WHAT YOU HAVE TO DO
Reproduce every one of the entries below line for line, without changing a single character.

------------------------------

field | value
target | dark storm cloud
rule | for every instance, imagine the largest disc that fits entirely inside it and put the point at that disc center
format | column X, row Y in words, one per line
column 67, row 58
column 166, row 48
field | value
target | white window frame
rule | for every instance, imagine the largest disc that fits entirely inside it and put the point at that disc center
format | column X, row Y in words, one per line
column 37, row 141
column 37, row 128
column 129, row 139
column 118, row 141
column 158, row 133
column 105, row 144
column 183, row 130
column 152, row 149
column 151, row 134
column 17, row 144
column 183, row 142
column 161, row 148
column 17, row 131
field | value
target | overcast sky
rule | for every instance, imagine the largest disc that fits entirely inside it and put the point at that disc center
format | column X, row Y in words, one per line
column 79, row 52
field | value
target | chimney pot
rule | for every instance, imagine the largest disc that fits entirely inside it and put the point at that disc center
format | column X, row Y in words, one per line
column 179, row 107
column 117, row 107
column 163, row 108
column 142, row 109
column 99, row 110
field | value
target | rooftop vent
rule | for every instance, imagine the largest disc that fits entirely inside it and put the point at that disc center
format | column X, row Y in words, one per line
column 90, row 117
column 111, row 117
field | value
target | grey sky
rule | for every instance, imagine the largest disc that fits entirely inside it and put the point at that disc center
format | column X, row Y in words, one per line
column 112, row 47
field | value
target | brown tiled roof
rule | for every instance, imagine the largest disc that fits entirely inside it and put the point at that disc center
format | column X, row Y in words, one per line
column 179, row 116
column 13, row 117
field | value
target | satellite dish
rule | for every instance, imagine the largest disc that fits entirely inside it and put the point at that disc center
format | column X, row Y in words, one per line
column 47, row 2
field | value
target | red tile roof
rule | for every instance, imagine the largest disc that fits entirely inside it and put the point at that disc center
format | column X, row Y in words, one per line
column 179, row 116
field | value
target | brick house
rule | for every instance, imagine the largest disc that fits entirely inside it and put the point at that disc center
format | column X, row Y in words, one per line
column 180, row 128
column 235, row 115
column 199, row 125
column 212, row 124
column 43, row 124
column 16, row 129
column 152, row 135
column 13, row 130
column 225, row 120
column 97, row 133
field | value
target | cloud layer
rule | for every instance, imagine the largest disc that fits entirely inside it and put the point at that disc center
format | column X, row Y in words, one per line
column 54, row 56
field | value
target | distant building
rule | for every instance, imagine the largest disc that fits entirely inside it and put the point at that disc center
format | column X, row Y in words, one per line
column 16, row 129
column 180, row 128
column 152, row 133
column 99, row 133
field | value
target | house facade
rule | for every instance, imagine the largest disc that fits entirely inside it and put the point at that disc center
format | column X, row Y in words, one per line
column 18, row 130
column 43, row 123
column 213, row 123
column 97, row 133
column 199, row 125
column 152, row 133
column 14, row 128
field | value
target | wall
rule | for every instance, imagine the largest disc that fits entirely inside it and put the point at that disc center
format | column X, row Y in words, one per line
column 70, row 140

------------------------------

WRITTEN ANSWER
field | value
target | dark storm cloud
rule | for every instance, imagine the largest disc that fits entirely inside it and put the point at that disc center
format | column X, row Y in words, one per line
column 67, row 58
column 166, row 48
field | value
target | white window frame
rule | for every instance, imagine the largest disc that fits entirely inside it and put the point at that disc center
format | column X, row Y in words, one per line
column 37, row 141
column 37, row 128
column 129, row 139
column 118, row 141
column 158, row 133
column 105, row 144
column 183, row 130
column 152, row 149
column 151, row 134
column 17, row 144
column 183, row 142
column 161, row 148
column 17, row 131
field | value
target | overcast sky
rule | for every instance, imagine the largest disc that fits entirely inside it and put the point at that disc center
format | column X, row Y in words, one per line
column 79, row 52
field | value
target | chimney pot
rule | for every instance, imagine the largest disc that fits entirely inside it and put the point at that disc center
format | column X, row Y in words, one per line
column 179, row 107
column 117, row 107
column 163, row 108
column 142, row 109
column 99, row 110
field | value
target | rooftop vent
rule | for every instance, imagine the largest disc that fits entirely inside it and put the point at that disc center
format | column X, row Y in words, one per line
column 90, row 117
column 111, row 117
field | value
target | grey sky
rule | for every instance, imagine the largest disc that fits entirely inside it and put the point at that disc center
format | column X, row Y in words, one per line
column 112, row 47
field | value
target | brown tiled roof
rule | for every instance, imagine the largest disc that fits entirely inside it and put the point at that disc center
format | column X, row Y in words, one per line
column 179, row 116
column 13, row 117
field | value
target | satellite dish
rule | for every instance, imagine the largest disc that fits entirely inside it and put the point at that disc center
format | column X, row Y in words, one per line
column 47, row 2
field | value
target | red tile roof
rule | for every instance, imagine the largest disc that fits entirely inside it and put the point at that disc center
format | column X, row Y in words, one per line
column 179, row 116
field | value
target | brick house
rule | for every instance, imagine the largest disc that fits entirely inside it and put the point at that disc center
format | column X, row Y in words, one per line
column 180, row 128
column 235, row 115
column 199, row 125
column 212, row 124
column 43, row 124
column 16, row 129
column 152, row 135
column 13, row 130
column 225, row 120
column 97, row 133
field | value
target | cloud layer
rule | for every instance, imagine the largest disc that fits entirely inside it and put the point at that disc center
format | column X, row Y in words, one per line
column 54, row 56
field | value
target | distant building
rule | for every instance, imagine the largest disc that fits entirely inside it and put the point at that disc center
format | column X, row Y in words, one per line
column 16, row 129
column 180, row 128
column 152, row 133
column 99, row 133
field | value
target | house facade
rule | for every instance, imagine the largest disc that fits entirely inside it and put the point at that disc center
format | column X, row Y in words, one per line
column 18, row 130
column 43, row 123
column 213, row 123
column 97, row 133
column 199, row 125
column 152, row 133
column 14, row 128
field | value
target | wall
rule | for every instance, imagine the largest disc that fits entirely inside it and put the point at that disc center
format | column X, row Y in words, one per line
column 70, row 140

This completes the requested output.